» WHAT TO DO:
- 1) Answer these from the passage on marijuana-laced foods in Oklahoma:
(a) Which foods are named as having been laced with marijuana?
(b) What position does Mark Woodward hold?
(c) What did the test of the lollipops show?
- 2) Write what follows the passage on marijuana-laced foods in Oklahoma, picking up after its last sentence.

» PASSAGE:
____________________
The OBN spoke at the event, bringing some examples of confiscated items in Oklahoma. Items like lollipops, honey, cotton candy and gum were all foods that were laced with marijuana and brought to the state illegally.

“This was just literally sitting in a store here in Oklahoma,” said Mark Woodward, Spokesman for OBN. He was referencing a jug of lollipops. “According to the convenience store employee, he did not realize they were infused with THC. He just took the word for it from the manufacturers.”

Students were talking about the marijuana lollipops at school. Woodward says OBN was eventually notified. The candy was tested positive for THC. With so many new faces of marijuana, Woodward says it can be injected into anything edible. That makes it difficult for law enforcement, parents and teachers to recognize marijuana use.
____________________
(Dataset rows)
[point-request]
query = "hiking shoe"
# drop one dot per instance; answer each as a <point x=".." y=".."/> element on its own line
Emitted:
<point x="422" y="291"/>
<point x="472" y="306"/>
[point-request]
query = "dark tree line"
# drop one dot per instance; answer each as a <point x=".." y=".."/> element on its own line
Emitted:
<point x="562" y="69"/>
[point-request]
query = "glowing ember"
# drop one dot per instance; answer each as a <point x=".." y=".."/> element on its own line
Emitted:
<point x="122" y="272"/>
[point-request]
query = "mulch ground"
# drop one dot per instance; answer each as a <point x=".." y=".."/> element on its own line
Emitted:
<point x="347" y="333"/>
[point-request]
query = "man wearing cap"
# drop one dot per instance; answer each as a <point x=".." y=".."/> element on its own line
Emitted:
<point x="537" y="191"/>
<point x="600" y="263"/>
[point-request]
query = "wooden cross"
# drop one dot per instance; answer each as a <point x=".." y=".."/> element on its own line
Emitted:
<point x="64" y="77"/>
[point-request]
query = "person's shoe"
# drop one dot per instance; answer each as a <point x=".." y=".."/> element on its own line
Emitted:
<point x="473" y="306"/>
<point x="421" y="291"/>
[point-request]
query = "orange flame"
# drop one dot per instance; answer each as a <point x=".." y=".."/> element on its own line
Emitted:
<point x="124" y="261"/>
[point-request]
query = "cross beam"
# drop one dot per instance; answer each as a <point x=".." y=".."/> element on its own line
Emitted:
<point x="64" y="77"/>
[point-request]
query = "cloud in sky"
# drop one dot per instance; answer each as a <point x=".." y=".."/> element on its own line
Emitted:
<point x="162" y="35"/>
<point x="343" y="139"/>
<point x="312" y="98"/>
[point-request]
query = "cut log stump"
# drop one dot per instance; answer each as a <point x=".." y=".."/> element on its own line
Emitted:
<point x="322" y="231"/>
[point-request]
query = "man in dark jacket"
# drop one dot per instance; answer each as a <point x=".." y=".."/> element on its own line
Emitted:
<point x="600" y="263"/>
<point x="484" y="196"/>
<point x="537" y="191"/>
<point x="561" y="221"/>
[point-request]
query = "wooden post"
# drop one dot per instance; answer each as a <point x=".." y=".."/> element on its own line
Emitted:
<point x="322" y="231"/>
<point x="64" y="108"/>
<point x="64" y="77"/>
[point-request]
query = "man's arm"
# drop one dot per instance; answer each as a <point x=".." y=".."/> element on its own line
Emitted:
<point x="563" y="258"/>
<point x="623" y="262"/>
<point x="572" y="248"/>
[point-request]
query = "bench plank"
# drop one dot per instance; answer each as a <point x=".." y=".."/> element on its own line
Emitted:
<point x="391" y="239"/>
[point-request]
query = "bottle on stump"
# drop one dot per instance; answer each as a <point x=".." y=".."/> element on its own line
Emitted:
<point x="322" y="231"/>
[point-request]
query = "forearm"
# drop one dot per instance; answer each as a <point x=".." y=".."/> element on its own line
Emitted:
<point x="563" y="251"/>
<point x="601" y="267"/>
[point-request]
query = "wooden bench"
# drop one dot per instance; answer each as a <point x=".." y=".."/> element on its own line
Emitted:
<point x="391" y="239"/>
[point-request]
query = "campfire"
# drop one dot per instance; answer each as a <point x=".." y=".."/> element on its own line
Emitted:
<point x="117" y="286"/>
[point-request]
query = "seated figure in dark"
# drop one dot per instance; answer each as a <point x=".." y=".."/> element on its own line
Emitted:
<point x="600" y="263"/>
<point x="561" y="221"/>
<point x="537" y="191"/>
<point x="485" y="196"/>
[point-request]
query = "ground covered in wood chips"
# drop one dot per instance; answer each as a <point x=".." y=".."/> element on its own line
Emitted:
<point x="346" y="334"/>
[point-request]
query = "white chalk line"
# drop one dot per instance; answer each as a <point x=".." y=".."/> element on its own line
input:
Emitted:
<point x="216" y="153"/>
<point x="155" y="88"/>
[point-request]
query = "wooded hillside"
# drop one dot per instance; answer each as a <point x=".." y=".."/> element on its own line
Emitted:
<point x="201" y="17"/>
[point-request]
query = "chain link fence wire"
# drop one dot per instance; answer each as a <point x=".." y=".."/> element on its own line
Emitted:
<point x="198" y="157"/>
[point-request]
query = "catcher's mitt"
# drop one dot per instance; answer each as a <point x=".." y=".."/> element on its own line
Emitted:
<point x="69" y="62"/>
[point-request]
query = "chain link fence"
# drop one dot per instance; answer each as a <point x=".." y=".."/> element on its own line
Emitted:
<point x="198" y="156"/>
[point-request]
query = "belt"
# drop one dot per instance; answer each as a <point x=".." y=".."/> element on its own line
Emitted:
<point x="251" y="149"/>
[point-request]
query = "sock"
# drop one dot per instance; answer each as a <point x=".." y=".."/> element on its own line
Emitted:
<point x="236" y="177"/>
____________________
» ANSWERS TO THE EXERCISE:
- 1)
(a) Lollipops, honey, cotton candy and gum.
(b) Spokesman for OBN.
(c) The candy tested positive for THC.

- 2)
Woodward said marijuana nowadays is a lot stronger and can lead to overdoses.

“People simply think it’s the same marijuana that people dealt with 30 or 40 years ago and that is simply not the case. It is so much stronger today.”

Sports drinks, brownies, or gummy candies are some things that would appeal to kids that could be spiked. He says teens are also using a form of marijuana calls dabs. Marijuana in a joint form contains about 9 percent THC, but dabs can be concentrated to 90 percent.

Woodward says high-grade marijuana products are coming from California or Colorado and making its way to Oklahoma.